Provided passage —
Cabbages, the alimentary reputation of which dates from the remotest times, were already of several kinds, most of which have descended to us; amongst them may be mentioned the apple-headed, the Roman, the white, the common white head, the Easter cabbage, &c.; but the one held in the highest estimation was the famous cabbage of Senlis, whose leaves, says an ancient author, when opened, exhaled a smell more agreeable than musk or amber. This species no doubt fell into disuse when the plan of employing aromatic herbs in cooking, which was so much in repute by our ancestors, was abandoned.

[Fig. 79.]--Coat-of-arms of the Grain-measurers of Ghent, on their Ceremonial Banner, dated 1568.

By a strange coincidence, at the same period as marjoram, carraway seed, sweet basil, coriander, lavender, and rosemary were used to add their pungent flavour to sauces and hashes, on the same tables might be found herbs of the coldest and most insipid kinds, such as mallows, some kinds of mosses, &c.

Cucumber, though rather in request, was supposed to be an unwholesome vegetable, because it was said that the inhabitants of Forez, who ate much of it, were subject to periodical fevers, which might really have been caused by noxious emanation from the ponds with which that country abounded. Lentils, now considered so wholesome, were also long looked upon as a doubtful vegetable; according to Liébault, they were difficult to digest and otherwise injurious; they inflamed the inside, affected the sight, and brought on the nightmare, &c. On the other hand, small fresh beans, especially those sold at Landit fair, were used in the most delicate repasts; peas passed as a royal dish in the sixteenth century, when the custom was to eat them with salt pork.

Listed records —

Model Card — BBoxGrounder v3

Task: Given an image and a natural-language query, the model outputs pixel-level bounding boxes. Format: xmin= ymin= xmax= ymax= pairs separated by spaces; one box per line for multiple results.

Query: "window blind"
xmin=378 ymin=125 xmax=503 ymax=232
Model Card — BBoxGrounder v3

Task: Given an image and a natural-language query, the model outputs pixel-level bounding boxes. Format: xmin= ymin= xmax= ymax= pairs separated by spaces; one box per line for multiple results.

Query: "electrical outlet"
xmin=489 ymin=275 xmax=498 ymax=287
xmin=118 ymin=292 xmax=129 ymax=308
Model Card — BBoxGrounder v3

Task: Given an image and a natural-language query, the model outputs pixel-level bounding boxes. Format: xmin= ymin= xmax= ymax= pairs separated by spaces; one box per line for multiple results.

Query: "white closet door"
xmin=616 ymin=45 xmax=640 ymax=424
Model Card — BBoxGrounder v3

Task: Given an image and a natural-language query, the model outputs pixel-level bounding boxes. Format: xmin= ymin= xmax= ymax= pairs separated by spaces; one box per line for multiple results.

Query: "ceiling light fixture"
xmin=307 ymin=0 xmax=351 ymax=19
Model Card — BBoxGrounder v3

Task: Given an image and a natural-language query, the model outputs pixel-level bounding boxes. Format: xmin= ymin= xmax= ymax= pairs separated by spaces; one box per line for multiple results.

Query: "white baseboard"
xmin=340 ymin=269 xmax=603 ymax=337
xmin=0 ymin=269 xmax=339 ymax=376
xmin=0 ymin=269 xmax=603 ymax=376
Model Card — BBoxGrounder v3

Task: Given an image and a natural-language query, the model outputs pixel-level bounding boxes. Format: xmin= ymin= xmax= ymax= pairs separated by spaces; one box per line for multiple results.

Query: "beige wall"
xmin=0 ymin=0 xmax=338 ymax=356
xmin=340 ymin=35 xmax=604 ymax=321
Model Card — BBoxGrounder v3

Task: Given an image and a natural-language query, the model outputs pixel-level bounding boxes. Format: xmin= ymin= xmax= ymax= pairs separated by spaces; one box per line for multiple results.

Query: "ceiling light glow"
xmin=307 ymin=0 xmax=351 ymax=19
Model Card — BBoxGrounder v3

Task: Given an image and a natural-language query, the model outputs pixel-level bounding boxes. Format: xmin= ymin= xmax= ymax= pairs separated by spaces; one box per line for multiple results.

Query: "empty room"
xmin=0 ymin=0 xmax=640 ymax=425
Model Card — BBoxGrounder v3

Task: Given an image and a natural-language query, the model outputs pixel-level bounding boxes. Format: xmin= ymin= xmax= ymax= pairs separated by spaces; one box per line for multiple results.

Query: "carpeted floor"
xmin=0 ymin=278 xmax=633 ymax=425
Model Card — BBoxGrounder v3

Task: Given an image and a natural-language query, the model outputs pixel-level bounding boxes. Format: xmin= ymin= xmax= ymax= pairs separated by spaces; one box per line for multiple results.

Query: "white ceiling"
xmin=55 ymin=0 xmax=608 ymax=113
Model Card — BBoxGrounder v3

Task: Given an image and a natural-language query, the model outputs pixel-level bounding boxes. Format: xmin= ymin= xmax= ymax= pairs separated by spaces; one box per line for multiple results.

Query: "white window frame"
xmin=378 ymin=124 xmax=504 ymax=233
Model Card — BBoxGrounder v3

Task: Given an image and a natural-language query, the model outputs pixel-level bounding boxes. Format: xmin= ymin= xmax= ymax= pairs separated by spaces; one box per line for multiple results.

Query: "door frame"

Exercise directions —
In the passage on old vegetables, which cabbage was held in the highest estimation?

The solution —
The famous cabbage of Senlis.